About this task - Lift out, unaltered, the lines of the material below between the line holding "[locate] the speckled" and the line holding "[locate] the black lettering", counting both.
************
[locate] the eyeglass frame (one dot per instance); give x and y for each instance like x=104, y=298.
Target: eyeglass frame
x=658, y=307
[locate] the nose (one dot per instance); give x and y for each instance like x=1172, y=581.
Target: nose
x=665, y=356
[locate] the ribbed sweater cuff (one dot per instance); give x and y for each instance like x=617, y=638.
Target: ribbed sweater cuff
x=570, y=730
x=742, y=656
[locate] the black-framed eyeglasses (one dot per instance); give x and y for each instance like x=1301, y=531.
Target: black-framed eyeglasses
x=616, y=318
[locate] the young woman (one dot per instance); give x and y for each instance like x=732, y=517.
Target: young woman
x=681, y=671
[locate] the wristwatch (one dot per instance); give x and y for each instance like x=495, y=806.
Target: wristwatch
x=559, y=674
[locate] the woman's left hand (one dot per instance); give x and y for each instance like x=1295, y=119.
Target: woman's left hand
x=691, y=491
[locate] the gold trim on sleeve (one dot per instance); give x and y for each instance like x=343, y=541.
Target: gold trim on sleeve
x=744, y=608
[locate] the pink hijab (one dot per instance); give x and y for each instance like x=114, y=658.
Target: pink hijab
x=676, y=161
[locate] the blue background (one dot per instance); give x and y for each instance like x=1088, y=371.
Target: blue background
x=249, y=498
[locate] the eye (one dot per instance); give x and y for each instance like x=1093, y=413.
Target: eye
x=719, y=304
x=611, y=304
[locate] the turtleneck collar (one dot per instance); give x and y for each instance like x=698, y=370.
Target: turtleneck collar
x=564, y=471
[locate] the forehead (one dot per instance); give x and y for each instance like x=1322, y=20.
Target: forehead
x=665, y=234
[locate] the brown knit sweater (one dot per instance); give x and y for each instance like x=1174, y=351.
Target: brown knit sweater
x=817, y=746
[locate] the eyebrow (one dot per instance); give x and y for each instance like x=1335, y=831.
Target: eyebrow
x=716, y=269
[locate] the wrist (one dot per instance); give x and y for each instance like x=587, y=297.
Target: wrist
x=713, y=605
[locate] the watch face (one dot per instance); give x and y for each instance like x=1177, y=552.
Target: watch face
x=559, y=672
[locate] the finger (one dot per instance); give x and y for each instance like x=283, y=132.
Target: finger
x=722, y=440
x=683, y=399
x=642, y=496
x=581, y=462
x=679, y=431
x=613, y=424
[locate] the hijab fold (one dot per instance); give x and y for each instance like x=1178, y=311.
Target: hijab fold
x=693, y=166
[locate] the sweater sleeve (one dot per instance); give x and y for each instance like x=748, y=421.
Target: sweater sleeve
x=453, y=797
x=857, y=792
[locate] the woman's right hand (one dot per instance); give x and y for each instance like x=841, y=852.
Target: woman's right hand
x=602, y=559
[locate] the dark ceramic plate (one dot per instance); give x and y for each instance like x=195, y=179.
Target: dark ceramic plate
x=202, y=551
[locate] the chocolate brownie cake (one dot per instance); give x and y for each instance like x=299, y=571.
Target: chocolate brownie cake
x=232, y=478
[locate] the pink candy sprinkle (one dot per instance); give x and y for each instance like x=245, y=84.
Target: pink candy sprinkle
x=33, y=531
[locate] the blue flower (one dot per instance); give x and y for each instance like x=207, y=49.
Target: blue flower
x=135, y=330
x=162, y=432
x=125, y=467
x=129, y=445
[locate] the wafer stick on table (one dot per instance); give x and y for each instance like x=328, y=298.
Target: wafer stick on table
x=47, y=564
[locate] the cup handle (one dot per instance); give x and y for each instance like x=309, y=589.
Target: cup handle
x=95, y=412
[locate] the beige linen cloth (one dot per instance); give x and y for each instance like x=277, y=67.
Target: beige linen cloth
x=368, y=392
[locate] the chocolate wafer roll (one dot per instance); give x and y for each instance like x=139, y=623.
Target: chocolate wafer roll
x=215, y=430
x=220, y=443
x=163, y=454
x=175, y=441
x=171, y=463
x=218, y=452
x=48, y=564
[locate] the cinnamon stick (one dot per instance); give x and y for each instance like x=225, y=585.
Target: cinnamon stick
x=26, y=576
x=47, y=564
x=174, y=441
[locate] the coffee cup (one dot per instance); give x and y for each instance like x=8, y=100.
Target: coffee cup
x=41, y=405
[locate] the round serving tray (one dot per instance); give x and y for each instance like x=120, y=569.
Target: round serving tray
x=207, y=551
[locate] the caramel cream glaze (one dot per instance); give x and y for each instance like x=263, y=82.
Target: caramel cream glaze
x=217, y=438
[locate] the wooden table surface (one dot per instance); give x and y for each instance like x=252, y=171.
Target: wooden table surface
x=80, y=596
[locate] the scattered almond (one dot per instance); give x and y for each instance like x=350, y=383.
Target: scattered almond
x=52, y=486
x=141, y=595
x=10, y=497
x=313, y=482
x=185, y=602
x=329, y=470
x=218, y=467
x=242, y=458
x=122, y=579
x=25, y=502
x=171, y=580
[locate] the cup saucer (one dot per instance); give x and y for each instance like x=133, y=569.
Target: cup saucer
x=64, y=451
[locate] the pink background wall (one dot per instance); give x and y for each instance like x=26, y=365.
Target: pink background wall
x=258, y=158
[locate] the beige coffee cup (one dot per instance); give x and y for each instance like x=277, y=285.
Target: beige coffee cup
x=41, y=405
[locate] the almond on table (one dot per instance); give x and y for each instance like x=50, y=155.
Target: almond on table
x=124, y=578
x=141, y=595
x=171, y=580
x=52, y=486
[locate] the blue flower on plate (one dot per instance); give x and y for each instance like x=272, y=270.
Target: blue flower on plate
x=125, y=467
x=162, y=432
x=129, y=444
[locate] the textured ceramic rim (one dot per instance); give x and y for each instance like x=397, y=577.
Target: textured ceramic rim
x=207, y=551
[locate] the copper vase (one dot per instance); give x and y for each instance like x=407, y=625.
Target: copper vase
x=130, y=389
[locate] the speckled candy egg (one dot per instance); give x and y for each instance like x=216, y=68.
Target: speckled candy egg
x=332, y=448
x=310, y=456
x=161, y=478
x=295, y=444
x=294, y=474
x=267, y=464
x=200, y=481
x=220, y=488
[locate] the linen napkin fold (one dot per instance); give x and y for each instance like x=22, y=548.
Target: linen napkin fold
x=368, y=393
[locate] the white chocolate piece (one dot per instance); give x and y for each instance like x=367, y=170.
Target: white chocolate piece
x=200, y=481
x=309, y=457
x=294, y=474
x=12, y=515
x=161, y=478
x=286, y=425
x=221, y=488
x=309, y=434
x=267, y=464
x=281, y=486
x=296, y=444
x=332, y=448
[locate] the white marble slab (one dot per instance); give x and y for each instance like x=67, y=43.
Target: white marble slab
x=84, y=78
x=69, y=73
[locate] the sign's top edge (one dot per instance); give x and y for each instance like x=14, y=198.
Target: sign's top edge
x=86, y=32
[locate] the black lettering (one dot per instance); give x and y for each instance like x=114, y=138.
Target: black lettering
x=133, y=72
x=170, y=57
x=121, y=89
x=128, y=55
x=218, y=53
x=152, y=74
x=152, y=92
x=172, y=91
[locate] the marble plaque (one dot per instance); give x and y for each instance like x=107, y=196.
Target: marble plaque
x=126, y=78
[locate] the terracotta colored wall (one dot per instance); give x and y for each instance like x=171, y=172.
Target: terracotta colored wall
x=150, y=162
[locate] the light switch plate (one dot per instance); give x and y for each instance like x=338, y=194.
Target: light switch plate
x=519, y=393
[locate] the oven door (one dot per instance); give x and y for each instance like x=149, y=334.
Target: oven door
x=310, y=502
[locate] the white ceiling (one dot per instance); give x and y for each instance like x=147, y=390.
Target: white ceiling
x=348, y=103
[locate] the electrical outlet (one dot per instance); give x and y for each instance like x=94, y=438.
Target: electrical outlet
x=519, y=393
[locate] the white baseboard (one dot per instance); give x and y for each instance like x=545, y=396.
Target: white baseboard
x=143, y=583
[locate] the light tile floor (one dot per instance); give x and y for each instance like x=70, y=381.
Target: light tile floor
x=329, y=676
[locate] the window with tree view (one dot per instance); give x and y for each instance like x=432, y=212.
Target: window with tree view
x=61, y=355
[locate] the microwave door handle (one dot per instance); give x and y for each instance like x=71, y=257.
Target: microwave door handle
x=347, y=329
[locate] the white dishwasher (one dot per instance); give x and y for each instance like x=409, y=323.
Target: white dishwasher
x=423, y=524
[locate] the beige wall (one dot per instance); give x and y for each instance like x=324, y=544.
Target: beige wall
************
Output -
[locate] the speckled candy egg (one dot per instance); give x and y for each instance like x=216, y=68.
Target: speckled candy egg
x=332, y=448
x=310, y=456
x=161, y=478
x=295, y=444
x=294, y=474
x=267, y=464
x=200, y=481
x=220, y=488
[locate] the linen napkin fold (one dot per instance); give x and y for each instance like x=22, y=548.
Target: linen napkin fold
x=368, y=393
[locate] the white chocolate piece (one dot per instance); give x and y for each instance like x=367, y=170.
Target: white chocolate piece
x=200, y=481
x=309, y=457
x=294, y=474
x=12, y=515
x=161, y=478
x=286, y=425
x=221, y=488
x=309, y=434
x=267, y=464
x=281, y=486
x=296, y=444
x=332, y=448
[locate] the white marble slab (one dot per instance); give x and y for each instance like x=67, y=43.
Target: white marble slab
x=84, y=78
x=69, y=73
[locate] the sign's top edge (one dot per instance); give x and y for each instance like x=14, y=198.
Target: sign's top edge
x=86, y=32
[locate] the black lettering (one dot per instance); give x and y for each instance like x=114, y=138.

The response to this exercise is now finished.